**WHAT IS EXPECTED**
Output each line of the material exactly as it stands.

**TASK INPUT**

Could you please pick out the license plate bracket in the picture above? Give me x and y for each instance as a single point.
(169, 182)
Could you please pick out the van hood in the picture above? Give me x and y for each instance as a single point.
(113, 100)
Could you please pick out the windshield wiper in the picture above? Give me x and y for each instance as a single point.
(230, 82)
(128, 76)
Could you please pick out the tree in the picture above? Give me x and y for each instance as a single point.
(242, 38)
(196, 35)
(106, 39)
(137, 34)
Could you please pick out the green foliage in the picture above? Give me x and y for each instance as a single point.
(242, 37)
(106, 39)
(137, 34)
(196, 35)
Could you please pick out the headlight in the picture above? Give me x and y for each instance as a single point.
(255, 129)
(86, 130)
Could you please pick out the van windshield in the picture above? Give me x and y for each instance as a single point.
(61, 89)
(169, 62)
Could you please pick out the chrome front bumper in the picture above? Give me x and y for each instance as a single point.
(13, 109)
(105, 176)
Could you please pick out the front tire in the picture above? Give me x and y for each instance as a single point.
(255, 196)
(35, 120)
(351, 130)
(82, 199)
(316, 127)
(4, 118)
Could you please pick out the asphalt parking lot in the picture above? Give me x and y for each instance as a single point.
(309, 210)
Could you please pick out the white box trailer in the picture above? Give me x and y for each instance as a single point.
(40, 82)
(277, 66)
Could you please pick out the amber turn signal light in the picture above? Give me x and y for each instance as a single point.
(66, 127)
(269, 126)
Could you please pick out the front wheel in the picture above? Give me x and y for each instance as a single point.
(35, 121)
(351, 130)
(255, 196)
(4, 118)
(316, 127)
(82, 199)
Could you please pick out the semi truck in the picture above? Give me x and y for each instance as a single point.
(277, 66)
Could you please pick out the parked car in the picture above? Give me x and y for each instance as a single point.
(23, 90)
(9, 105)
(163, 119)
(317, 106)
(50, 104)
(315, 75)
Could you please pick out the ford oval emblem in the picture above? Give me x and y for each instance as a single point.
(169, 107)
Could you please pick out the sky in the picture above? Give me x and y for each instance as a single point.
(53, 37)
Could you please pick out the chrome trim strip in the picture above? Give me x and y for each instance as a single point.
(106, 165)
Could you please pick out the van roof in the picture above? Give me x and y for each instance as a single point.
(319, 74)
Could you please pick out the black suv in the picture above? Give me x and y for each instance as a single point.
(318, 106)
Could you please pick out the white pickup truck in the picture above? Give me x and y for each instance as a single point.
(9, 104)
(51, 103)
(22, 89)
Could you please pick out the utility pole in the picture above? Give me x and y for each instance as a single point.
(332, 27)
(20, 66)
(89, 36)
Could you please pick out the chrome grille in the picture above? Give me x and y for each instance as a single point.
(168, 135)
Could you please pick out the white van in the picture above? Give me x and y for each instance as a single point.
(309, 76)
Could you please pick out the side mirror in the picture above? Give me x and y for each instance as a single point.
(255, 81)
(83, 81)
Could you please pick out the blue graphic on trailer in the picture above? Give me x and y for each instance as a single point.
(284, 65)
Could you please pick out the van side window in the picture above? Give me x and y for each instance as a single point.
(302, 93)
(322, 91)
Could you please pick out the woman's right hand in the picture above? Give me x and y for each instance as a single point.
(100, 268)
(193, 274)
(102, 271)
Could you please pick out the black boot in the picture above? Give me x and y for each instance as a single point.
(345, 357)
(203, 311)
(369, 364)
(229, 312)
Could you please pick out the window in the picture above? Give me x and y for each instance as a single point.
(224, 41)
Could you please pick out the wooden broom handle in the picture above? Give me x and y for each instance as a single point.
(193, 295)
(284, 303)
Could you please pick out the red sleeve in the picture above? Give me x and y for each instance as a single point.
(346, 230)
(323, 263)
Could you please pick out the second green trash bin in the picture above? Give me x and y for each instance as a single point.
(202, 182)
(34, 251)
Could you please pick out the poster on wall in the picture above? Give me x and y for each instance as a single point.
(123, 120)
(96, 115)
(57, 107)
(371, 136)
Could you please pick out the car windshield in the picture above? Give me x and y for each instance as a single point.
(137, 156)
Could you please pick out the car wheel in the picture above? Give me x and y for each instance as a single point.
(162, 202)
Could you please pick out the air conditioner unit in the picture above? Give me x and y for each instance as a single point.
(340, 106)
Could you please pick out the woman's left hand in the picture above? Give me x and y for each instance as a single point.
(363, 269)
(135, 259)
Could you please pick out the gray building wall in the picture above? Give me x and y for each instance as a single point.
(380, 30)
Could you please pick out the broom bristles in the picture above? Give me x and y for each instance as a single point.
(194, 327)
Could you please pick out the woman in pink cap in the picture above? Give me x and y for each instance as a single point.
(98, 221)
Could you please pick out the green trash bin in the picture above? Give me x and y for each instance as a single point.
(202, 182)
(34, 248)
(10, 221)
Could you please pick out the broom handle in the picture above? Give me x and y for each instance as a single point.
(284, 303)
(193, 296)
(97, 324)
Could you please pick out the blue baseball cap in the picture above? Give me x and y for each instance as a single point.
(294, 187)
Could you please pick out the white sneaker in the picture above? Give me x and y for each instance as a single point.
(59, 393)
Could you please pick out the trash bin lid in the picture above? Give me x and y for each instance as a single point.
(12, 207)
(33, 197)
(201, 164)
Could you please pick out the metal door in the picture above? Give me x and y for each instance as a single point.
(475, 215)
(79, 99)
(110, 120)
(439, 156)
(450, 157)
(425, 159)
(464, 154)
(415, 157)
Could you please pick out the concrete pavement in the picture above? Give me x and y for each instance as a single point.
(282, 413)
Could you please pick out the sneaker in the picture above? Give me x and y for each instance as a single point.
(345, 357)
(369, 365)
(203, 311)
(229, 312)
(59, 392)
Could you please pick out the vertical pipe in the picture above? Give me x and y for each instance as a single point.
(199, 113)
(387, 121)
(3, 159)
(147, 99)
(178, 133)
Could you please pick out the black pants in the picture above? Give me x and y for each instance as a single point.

**SOLUTION TO THE PROBLEM**
Could you please pick out the license plate bracket in the picture above? Give me x and y for each instance as a single point.
(169, 182)
Could you please pick out the van hood in the picture above? Give me x and y for each instance as a single point.
(113, 100)
Could you please pick out the windshield wiper in the picture above? Give me x and y for each instance as a single point.
(230, 82)
(128, 76)
Could you please pick out the tree in the picture above? Give me x and y for each instance as a single point.
(242, 38)
(196, 35)
(106, 39)
(137, 34)
Could you please pick out the green foliage in the picture above? Give me x and y for each instance as a single point.
(242, 37)
(106, 39)
(137, 34)
(196, 35)
Could you please pick out the headlight in the picture above? Give me x and y for each instance as a single point.
(255, 129)
(86, 130)
Could you please pick out the van windshield in the picture above? Give me x and y for each instance as a single point.
(61, 89)
(169, 62)
Could you please pick out the chrome front bumper in the picture above? Give me x and y for each instance as a single point.
(13, 109)
(105, 176)
Could you please pick out the front tire in the picture above? Give me x and y for each instance as a single point.
(255, 196)
(35, 120)
(351, 130)
(82, 199)
(316, 127)
(4, 118)
Could you please pick out the asphalt parking lot in the picture above? Give me x and y for each instance as a single point.
(309, 210)
Could you please pick out the white box trailer in the picture above? Give me x and y for each instance as a single point.
(40, 82)
(277, 66)
Could you please pick out the amber turn signal light in the picture above? Give me x and y for each instance as a single point.
(66, 127)
(269, 126)
Could you please pick out the front wheel in the picture above? Give me x and y for each instance as a single point.
(35, 121)
(351, 130)
(255, 196)
(4, 118)
(316, 127)
(82, 199)
Could you please pick out the semi truck in the picture above? Give me x and y for each instance as a single point.
(277, 66)
Could you please pick out the parked car in the picture above? Give me x and y for each instance as a single point.
(23, 90)
(9, 105)
(163, 119)
(317, 106)
(50, 104)
(315, 75)
Could you please pick out the ford oval emblem in the picture above? Give me x and y for each instance as a single point.
(169, 107)
Could you please pick out the sky in the picture above? Give me x and y for each instance as a single point.
(53, 37)
Could you please pick out the chrome trim strip in the picture above? Give me x and y for each instance as a single point.
(106, 165)
Could you please pick out the van roof in the picture above? Give me x and y for each instance as a single point.
(319, 74)
Could you please pick out the black suv in the picture above? Give me x and y for each instance as a single point.
(318, 106)
Could you please pick out the white pickup truck in the picture above? Give me x and y for each instance as a single point.
(9, 104)
(51, 103)
(22, 89)
Could you please pick out the utility pole in the picture above? Give me x and y for each instance as a single point.
(332, 27)
(20, 66)
(89, 36)
Could you please pick out the chrome grille in the picture above? Give me x and y for each instance as a single point.
(168, 135)
Could you please pick out the white van in the picture above? Give me x and y for each instance as a single point.
(309, 76)
Could you please pick out the side mirror in the picture above? Give me x and y for each instance as a single point.
(255, 81)
(83, 81)
Could you please pick out the blue graphic on trailer in the picture above? Give me x and y for each instance as a single point.
(284, 65)
Could you please pick out the van side window in the picture above? Give me x and y for each instance as a single point.
(302, 93)
(322, 91)
Could you please pick out the woman's right hand in the picture above? Give me x and y for each instance as a single point.
(100, 268)
(193, 274)
(102, 271)
Could you please pick out the black boot in the picture above? Give me x and y for each instance as a single point.
(345, 357)
(203, 311)
(369, 364)
(229, 312)
Could you please pick out the window in the picture above? Give me x and y for each instance as a single point.
(224, 41)
Could you please pick out the wooden broom handle in the picture above? Give me x and y for each instance as a single point.
(193, 295)
(284, 303)
Could you please pick out the red sleeve in the picture above? Give me x and y for each instance as a single point.
(346, 230)
(323, 263)
Could you please pick out the second green trash bin in the picture above? Give me x and y for each instance as a single point.
(202, 182)
(34, 251)
Could you please pick out the poster on wall in the picture above? Give me x and y for each instance as a single point.
(123, 120)
(96, 115)
(57, 107)
(371, 136)
Could you please pick out the car windshield in the picture above? Give me x and y for each instance as a single point.
(137, 156)
Could you please pick out the car wheel in the picture above? Give me x and y for each instance as a single point.
(162, 202)
Could you please pick out the air conditioner unit in the picture above? Give me x and y for each instance as a single point.
(340, 106)
Could you please pick out the woman's left hand in the picture above? Give me x and y for each instance as a single point.
(363, 269)
(135, 259)
Could you please pick out the gray building wall in the picture above? Give me x and y for each instance as a single point.
(380, 30)
Could you please pick out the broom bristles in the picture above? Give me x and y for each instance as a single point.
(194, 327)
Could you please pick out the woman in pink cap in the picture above? Give me x and y for each instance as a single point.
(98, 221)
Could you please pick out the green trash bin in the picture above? Give me x and y for each instance as a single point.
(202, 182)
(34, 248)
(10, 221)
Could you please pick out the broom handle in the picture above? Give me x and y for each instance as a single point.
(284, 303)
(193, 296)
(97, 324)
Could you please pick out the blue baseball cap in the picture above? Give me x and y for each instance as a single point.
(294, 187)
Could you please pick out the white sneaker in the picture above? Give me x and y for each instance as a single point.
(59, 393)
Could you please pick out the trash bin lid in the picture above? Give me x and y for each instance as a single point.
(12, 207)
(33, 197)
(201, 164)
Could you please pick out the metal door in the picture above? Give me x and y for each instance as a single point.
(475, 215)
(79, 99)
(110, 120)
(439, 156)
(450, 157)
(425, 159)
(464, 154)
(415, 157)
Could you please pick out the concrete pavement in the picture above? Give me x and y for each instance as a single point.
(282, 413)
Could you please pick out the sneaker in the picture above? Give me x and y for each instance as a single point.
(345, 357)
(369, 365)
(203, 311)
(229, 312)
(59, 392)
Could you please pick out the vertical pipe in the picture above? Give me x and y for each instance as a single point.
(199, 113)
(387, 121)
(3, 159)
(147, 99)
(178, 133)
Could you please pick out the black pants in the picture above? Give me x and y for each instance as a single point.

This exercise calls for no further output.